> [Article]:

------------------------------------------------------------------------

There's not much else you can do on your side if you're already sending all those packets to DROP. You can either wait for the storm to pass, or contact your ISP to see if they'll do some filtering upstream from you. How much bandwidth is the DDoS taking-up?
Only 12 mbits at all.
But it takes the whole line down.
I'm not sure our iptables is good enough, but this should block all INCOMMING udp packets?
Yeah, it looks fine to me. Any UDP packets coming into eth0 get sent to the udp_packets chain, where they are sent to ACCEPT if they are --dport 53. Those that aren't --dport 53 get returned to the INPUT chain, where they don't match any other rules (aside from the LOG one) and end-up getting sent to DROP by the INPUT chain's policy.
But if it's bringing your whole connection down then, yeah, it sounds pretty bad.
Quote:
Iptables wont help obviously, guess the only way is to upgrade to a bigger line or adding a hardware firewall?
Upgrading to a bigger line might help, but it depends on the size of the botnet (or whatever) which has you under attack. As long as your attacker has more bandwidth than you she can keep denying your services. A "hardware firewall" won't help at all, for the same reasons iptables isn't helping you. No amount of firewalling on your side is going to be of any help. The attack needs to be dealt with further upstream (which normally means at your ISP's routers). It's the nature of a DDoS bandwidth attack.

------------------------------------------------------------------------

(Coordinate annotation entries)
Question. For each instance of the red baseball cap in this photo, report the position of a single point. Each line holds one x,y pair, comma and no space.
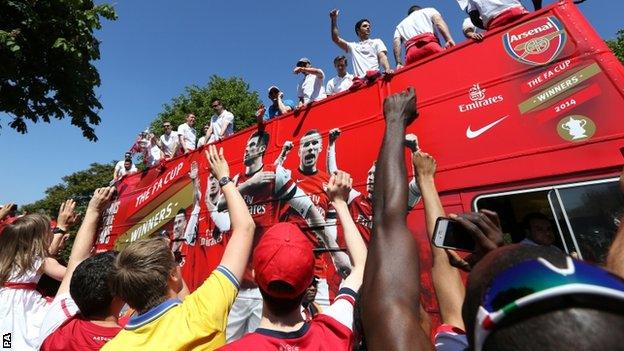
284,254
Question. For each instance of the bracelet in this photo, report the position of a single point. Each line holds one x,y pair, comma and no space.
57,230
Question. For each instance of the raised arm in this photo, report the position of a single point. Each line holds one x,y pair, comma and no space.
67,216
396,49
85,237
446,278
279,161
475,17
332,164
338,191
439,23
383,60
390,293
238,248
333,15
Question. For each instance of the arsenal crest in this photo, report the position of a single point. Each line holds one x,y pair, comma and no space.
536,42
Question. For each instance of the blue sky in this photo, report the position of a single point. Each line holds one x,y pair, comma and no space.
158,47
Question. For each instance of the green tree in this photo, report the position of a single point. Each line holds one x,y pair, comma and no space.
233,93
617,45
46,50
78,186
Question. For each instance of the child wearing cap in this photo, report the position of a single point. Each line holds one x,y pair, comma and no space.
283,263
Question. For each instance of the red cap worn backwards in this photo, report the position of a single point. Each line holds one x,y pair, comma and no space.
284,254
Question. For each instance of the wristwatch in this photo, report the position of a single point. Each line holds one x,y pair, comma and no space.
224,180
58,230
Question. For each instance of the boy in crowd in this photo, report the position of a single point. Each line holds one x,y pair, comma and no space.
310,88
343,79
83,316
283,262
147,278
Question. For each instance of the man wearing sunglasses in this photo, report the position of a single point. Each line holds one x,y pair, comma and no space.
169,141
187,135
221,123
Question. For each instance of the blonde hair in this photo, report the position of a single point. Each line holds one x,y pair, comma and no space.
22,243
141,272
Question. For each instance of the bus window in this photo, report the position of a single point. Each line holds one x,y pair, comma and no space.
592,212
526,216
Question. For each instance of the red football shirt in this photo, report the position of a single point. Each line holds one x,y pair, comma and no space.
79,334
329,330
264,204
361,208
312,185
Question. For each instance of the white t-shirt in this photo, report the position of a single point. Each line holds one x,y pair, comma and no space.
339,84
223,121
418,22
152,155
488,9
188,136
467,24
201,142
311,88
364,55
61,309
169,143
121,171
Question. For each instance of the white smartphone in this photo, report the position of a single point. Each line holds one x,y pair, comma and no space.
449,234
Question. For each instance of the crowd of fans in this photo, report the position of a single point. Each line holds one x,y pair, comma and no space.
416,36
521,296
524,296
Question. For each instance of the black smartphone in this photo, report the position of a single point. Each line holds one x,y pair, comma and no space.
449,234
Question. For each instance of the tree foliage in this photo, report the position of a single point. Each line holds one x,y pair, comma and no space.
233,93
46,50
617,45
78,186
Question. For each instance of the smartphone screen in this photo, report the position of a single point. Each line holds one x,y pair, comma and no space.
450,234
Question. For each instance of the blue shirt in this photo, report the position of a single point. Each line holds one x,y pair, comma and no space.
273,111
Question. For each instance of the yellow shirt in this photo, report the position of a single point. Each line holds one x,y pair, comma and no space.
197,323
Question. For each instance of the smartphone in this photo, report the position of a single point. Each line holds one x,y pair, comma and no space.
449,234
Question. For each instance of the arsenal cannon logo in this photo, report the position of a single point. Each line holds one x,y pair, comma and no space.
536,42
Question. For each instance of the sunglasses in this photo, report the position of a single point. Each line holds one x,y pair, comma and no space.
538,281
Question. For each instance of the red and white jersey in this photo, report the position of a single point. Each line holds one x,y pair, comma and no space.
264,203
329,330
361,209
63,329
418,22
488,9
313,185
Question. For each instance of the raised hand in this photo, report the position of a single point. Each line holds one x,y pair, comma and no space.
100,198
339,186
333,135
401,106
342,263
194,170
5,210
484,227
218,164
288,145
67,214
424,164
411,141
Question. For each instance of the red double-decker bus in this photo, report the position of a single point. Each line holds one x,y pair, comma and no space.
525,121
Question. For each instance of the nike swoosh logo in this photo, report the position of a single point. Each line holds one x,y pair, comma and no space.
470,134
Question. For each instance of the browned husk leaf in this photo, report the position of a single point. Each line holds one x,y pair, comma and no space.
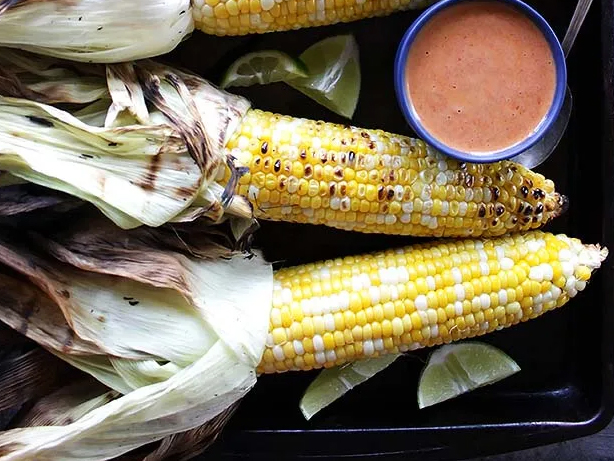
38,270
184,445
29,375
25,198
27,308
55,408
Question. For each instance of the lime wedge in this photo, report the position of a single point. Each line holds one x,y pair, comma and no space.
334,74
268,66
455,369
332,383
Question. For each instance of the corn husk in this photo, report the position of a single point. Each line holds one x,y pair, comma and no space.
95,30
114,293
143,142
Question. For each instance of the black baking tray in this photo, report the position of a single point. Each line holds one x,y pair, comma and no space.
565,389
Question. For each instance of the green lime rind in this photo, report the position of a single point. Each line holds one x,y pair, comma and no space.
263,67
455,369
334,74
333,383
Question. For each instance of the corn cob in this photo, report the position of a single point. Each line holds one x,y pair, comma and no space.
371,181
241,17
333,312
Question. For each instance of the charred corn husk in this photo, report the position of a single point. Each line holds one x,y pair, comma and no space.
290,169
241,17
371,181
103,293
337,311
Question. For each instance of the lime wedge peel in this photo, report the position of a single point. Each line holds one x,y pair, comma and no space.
263,67
334,74
455,369
333,383
327,72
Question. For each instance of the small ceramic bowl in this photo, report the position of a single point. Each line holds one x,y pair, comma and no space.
412,118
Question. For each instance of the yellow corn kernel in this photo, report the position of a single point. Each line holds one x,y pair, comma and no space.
397,324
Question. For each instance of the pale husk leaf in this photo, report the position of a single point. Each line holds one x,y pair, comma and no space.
144,94
233,297
95,30
186,400
134,175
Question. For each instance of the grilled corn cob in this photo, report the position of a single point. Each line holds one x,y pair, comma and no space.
120,30
240,17
333,312
371,181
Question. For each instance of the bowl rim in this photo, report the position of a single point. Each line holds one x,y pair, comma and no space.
412,118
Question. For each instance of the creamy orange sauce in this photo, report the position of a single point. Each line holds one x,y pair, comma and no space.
481,76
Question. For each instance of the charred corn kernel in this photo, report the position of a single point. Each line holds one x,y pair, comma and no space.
343,319
401,186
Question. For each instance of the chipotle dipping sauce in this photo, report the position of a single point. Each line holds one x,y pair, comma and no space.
480,76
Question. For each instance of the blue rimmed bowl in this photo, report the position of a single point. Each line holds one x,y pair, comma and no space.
404,98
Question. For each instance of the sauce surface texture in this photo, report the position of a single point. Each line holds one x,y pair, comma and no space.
481,76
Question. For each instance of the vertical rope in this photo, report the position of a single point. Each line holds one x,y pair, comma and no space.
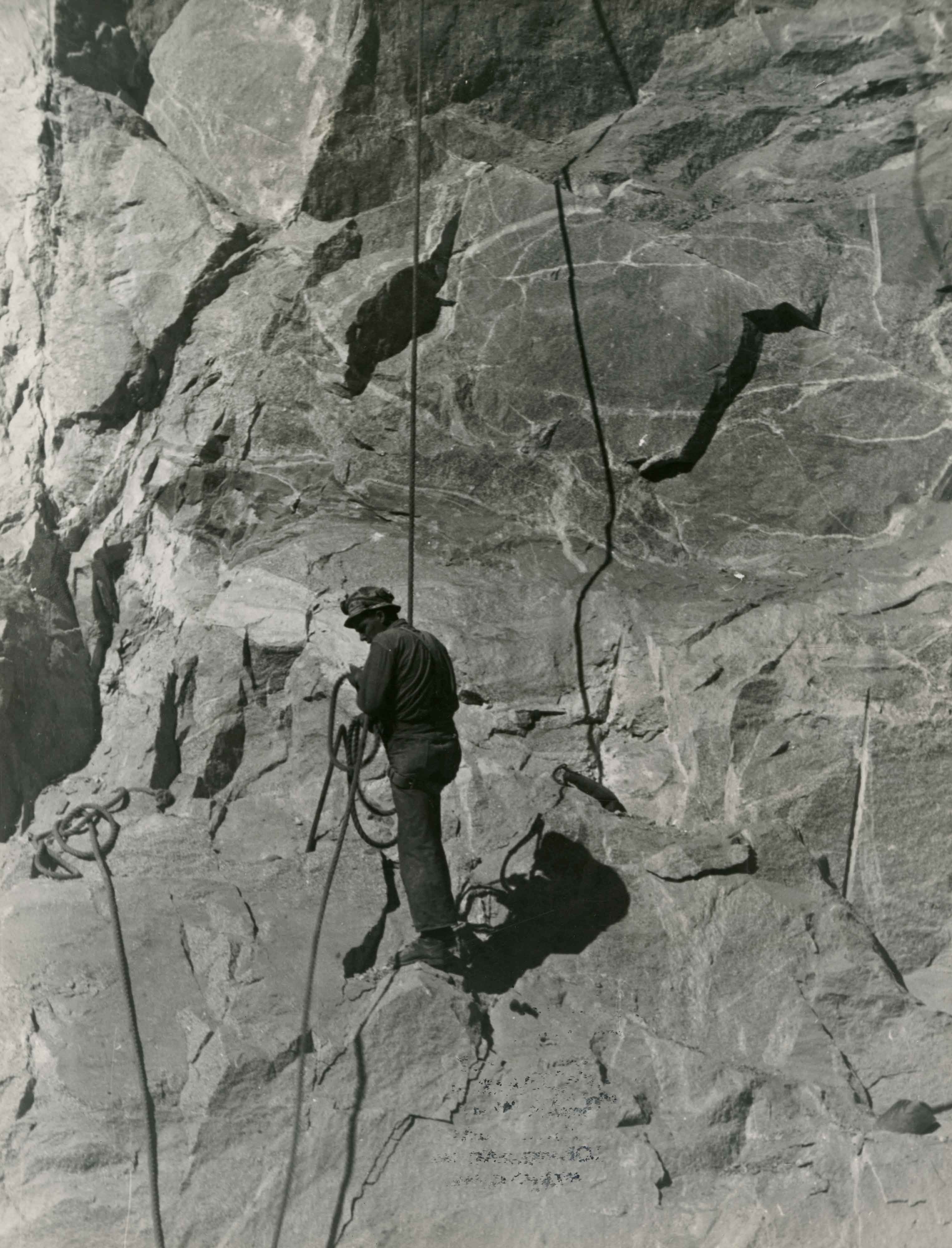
310,989
419,132
610,480
152,1136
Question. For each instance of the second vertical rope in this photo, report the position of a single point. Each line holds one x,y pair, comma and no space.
419,129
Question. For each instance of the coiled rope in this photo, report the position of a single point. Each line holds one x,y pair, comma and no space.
349,737
77,822
355,737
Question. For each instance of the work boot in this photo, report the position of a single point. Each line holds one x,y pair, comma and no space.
437,950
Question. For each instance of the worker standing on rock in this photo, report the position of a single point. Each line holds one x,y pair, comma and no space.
409,690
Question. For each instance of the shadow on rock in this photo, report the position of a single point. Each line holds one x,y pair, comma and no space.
567,900
362,957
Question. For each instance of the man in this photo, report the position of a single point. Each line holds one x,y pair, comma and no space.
409,690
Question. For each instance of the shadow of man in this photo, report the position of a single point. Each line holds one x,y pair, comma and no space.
566,900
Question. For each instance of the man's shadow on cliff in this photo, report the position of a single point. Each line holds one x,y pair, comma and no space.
560,905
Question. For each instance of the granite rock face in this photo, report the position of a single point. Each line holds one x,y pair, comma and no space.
723,592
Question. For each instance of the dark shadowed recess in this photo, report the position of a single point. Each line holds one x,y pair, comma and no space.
739,373
362,957
384,325
560,907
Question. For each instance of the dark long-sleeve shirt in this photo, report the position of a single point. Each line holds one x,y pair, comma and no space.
409,685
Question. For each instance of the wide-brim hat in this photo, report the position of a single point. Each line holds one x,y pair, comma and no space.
361,602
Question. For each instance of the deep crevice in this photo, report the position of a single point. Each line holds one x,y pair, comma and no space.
224,759
168,757
27,1100
145,389
384,325
739,373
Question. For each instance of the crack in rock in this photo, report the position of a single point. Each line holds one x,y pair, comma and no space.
728,388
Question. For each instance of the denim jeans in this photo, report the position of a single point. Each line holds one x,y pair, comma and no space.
421,767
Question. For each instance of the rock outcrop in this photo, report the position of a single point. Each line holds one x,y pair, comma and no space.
718,581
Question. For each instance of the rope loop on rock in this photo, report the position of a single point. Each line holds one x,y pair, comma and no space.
352,738
78,821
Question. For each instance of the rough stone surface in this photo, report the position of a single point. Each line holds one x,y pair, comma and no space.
681,1025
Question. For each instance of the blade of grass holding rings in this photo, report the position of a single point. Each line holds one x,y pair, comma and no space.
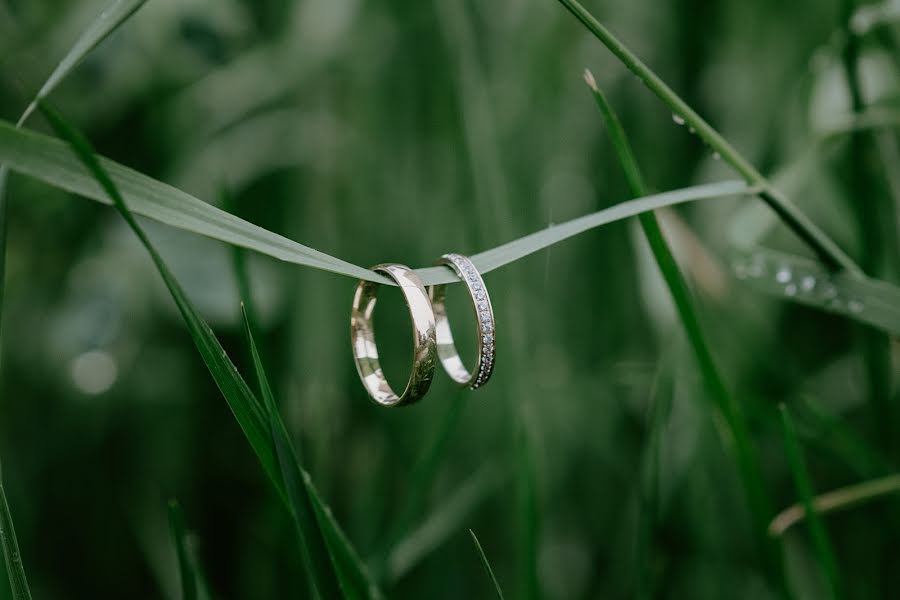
725,403
187,569
51,161
487,565
240,398
109,20
15,570
820,243
840,499
256,425
824,551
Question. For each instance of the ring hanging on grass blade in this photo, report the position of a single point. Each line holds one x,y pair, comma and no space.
484,313
362,337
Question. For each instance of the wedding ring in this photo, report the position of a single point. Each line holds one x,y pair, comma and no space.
362,337
484,313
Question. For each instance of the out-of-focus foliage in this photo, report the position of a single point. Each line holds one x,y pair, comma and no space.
590,466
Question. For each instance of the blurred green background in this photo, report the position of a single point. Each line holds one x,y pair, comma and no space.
591,465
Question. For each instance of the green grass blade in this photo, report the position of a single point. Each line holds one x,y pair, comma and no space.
109,20
186,568
50,161
487,565
824,551
725,404
15,570
807,282
352,573
805,229
240,398
527,509
836,500
116,13
316,557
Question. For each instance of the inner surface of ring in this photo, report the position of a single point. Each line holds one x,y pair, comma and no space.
365,350
446,347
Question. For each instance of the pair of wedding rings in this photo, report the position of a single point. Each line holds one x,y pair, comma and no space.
431,332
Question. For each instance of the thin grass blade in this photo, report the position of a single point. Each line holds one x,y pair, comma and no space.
316,558
114,15
352,574
824,551
109,20
240,398
726,405
186,568
805,281
836,500
806,230
487,565
442,523
50,160
15,570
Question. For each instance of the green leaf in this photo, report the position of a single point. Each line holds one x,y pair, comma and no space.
50,161
824,551
487,565
738,432
799,223
442,523
240,398
116,13
314,551
836,500
108,21
15,570
807,282
186,567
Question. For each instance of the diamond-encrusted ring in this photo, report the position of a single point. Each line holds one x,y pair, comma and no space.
446,349
362,337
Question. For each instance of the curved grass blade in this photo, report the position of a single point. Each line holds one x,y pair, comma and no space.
240,398
109,20
840,499
806,281
798,222
314,551
18,583
187,569
487,565
824,551
52,162
317,519
726,405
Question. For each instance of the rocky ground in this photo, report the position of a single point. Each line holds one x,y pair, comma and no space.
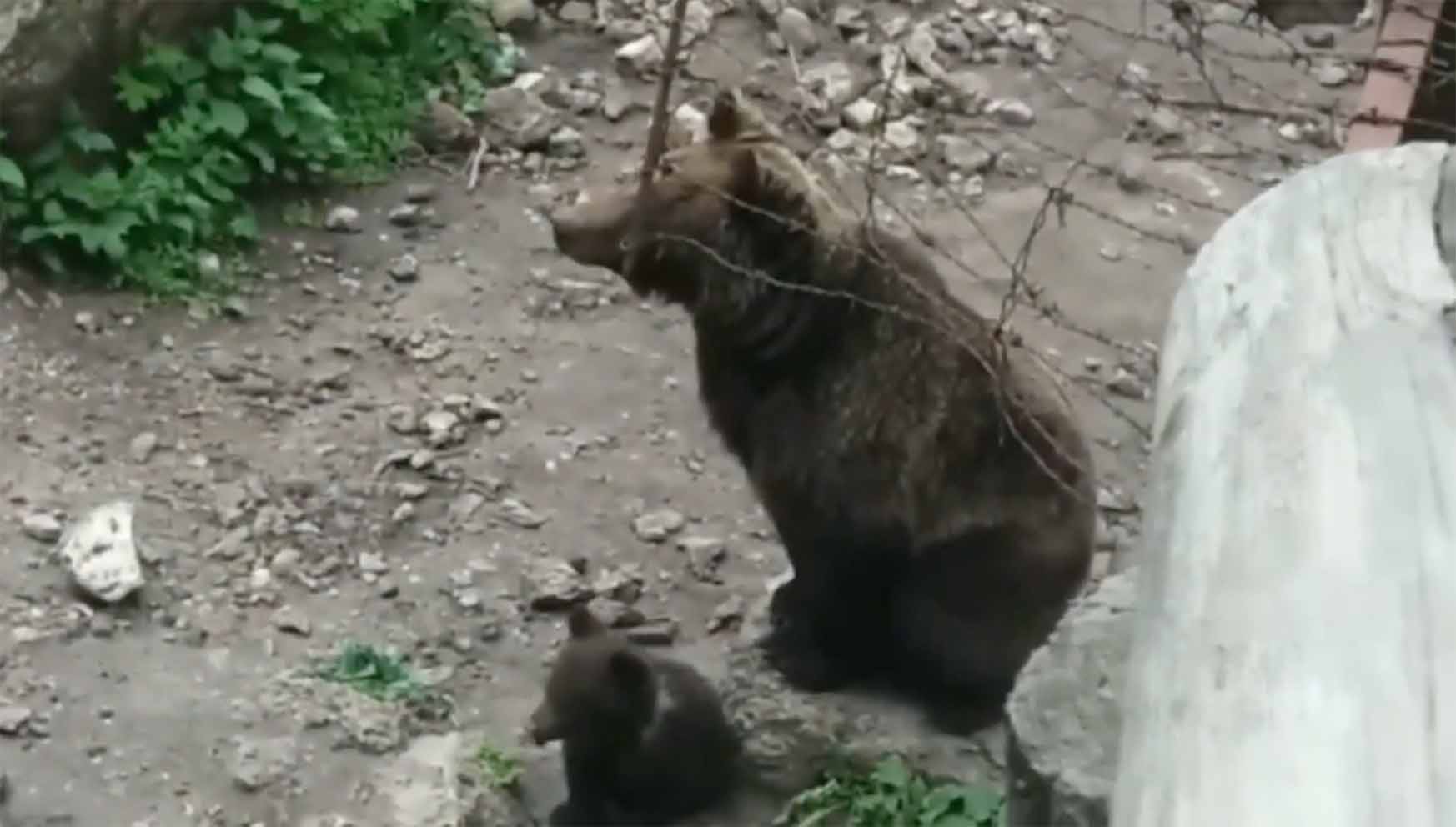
425,430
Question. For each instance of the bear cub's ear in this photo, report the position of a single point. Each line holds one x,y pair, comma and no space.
725,121
630,670
583,624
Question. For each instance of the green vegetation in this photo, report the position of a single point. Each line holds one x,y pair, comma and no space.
499,769
374,673
304,92
891,795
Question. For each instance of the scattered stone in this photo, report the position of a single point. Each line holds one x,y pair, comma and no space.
964,155
517,118
705,555
554,584
861,114
798,31
655,632
292,620
833,82
657,526
513,17
443,429
641,57
565,143
727,614
689,126
13,719
434,784
970,91
88,322
1132,173
40,526
441,127
1333,74
1062,756
343,218
1127,384
520,514
261,762
622,584
1014,113
404,268
419,193
405,214
101,552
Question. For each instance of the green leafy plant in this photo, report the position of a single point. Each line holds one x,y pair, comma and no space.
290,91
372,672
499,769
891,794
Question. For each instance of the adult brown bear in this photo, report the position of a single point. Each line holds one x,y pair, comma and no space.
934,493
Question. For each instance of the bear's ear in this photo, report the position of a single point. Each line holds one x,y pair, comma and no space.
583,624
630,670
725,121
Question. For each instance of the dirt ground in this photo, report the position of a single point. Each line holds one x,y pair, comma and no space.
284,504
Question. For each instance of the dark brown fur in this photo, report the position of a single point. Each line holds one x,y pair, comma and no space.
936,501
644,739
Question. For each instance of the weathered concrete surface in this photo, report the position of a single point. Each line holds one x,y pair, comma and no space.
54,48
1065,717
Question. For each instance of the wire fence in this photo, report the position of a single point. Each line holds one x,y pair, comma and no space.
987,128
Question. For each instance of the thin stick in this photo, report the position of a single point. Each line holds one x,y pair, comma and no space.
474,165
657,133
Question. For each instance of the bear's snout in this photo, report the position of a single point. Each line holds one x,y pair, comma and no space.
591,229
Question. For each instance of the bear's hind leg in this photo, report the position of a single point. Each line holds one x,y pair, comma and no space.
831,620
966,619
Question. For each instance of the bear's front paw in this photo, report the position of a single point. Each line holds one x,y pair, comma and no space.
785,604
571,814
802,666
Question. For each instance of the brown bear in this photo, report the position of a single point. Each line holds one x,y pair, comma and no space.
644,739
932,489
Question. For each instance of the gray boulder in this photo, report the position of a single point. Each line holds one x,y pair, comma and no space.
1065,714
57,48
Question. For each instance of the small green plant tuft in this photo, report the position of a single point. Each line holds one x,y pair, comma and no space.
891,795
372,672
499,769
296,91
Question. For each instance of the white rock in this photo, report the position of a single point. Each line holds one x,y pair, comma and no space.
861,114
689,126
640,57
101,552
798,31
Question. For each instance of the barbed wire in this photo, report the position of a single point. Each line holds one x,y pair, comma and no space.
1181,83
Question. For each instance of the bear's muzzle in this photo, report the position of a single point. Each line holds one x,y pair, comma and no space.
595,229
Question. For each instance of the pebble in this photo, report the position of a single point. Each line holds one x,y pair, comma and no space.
404,268
798,31
343,218
43,528
657,526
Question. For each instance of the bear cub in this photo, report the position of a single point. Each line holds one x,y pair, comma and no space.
644,739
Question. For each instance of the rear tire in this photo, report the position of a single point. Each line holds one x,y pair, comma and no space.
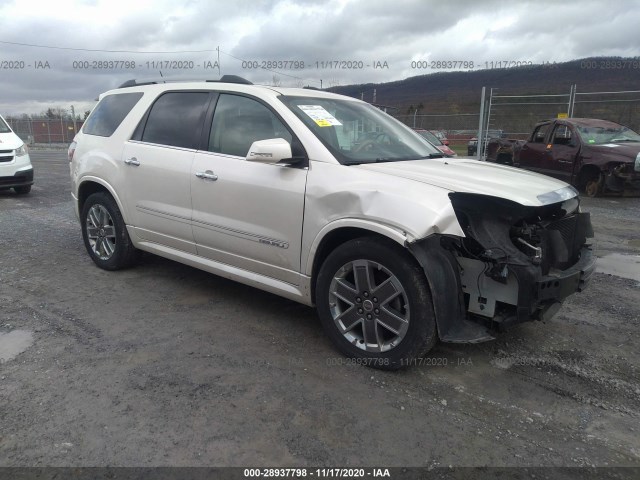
375,305
105,233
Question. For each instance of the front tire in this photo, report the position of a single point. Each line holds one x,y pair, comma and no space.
375,305
105,233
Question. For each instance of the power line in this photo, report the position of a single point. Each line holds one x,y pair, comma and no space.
101,50
268,69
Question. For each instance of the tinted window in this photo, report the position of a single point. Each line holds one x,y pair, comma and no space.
109,113
240,121
541,132
176,119
562,135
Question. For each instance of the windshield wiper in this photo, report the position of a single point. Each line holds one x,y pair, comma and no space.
405,159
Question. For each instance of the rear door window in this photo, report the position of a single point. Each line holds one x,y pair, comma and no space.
109,113
176,119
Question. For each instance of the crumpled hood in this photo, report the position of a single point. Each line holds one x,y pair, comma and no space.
473,176
630,149
9,141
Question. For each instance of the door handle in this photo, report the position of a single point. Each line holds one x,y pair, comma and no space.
208,175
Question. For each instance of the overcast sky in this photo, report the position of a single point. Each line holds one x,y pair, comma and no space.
340,42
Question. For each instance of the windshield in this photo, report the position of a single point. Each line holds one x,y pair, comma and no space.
601,135
4,128
431,138
357,132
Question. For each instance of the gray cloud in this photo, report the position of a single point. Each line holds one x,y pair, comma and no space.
277,30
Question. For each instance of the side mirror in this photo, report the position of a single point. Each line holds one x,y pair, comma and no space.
272,150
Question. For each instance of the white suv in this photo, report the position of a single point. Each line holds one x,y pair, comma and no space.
328,201
16,170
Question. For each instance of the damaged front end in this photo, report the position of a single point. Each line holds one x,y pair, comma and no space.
516,263
622,178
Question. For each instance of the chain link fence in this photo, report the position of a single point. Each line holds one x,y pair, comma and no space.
44,130
458,128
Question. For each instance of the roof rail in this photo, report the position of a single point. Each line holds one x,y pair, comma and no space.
223,79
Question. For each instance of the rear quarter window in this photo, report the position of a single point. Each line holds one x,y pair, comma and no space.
109,113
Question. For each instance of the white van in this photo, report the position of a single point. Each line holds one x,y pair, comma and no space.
16,170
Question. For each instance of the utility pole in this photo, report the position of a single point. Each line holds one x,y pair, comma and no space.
73,118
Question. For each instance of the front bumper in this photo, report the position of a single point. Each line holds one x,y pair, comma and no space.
558,286
20,179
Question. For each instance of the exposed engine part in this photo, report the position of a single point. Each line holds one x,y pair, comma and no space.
537,251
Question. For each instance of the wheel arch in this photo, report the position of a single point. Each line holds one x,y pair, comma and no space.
339,232
91,185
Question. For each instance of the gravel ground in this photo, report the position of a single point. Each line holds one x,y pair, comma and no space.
167,365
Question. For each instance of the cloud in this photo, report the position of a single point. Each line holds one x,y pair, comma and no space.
359,32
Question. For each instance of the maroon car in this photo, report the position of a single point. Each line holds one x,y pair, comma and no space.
597,156
435,141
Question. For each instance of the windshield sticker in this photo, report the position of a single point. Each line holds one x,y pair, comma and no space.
319,115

------------------------------------------------------------------------

> [Required work]:
1. Copy out the DDoS discussion starting at "There's not much" and ending at "sounds pretty bad.", changing "eth0" to "eth1".
2. In the DDoS discussion, which destination port must incoming UDP packets have to be sent to ACCEPT?
3. Pick up the DDoS discussion after its last sentence and keep it going.

> [Task responses]:
1.
There's not much else you can do on your side if you're already sending all those packets to DROP. You can either wait for the storm to pass, or contact your ISP to see if they'll do some filtering upstream from you. How much bandwidth is the DDoS taking-up?
Only 12 mbits at all.
But it takes the whole line down.
I'm not sure our iptables is good enough, but this should block all INCOMMING udp packets?
Yeah, it looks fine to me. Any UDP packets coming into eth1 get sent to the udp_packets chain, where they are sent to ACCEPT if they are --dport 53. Those that aren't --dport 53 get returned to the INPUT chain, where they don't match any other rules (aside from the LOG one) and end-up getting sent to DROP by the INPUT chain's policy.
But if it's bringing your whole connection down then, yeah, it sounds pretty bad.

2. Port 53

3.
I'm wondering, because we have 8754.8 packets/sec, and iptables chain blocked only 1292 packets.. even when I block ALL udp packets..
how can that be ? Do the other udp packets never receive iptables ? or do they skip iptables ?
Well, in what you posted you technically weren't blocking "all" UDP packets, since you were indeed sending the DNS (UDP port 53) ones to ACCEPT. So maybe your DNS daemon is getting hit too? Perhaps you are also getting DDoSed by TCP packets? Or perhaps the difference in packet counts can be attributed to normal traffic? Right now I'm not sure what to make of the apparent packet count difference.
I'm not a networking expert, but are you sure those rates youreported are accurate? If you've only got a 12mbit internet line, then you can't be getting 11998.8 kbytes/sec coming in. Are you sure that the rates aren't for the whole network (LAN and WAN)?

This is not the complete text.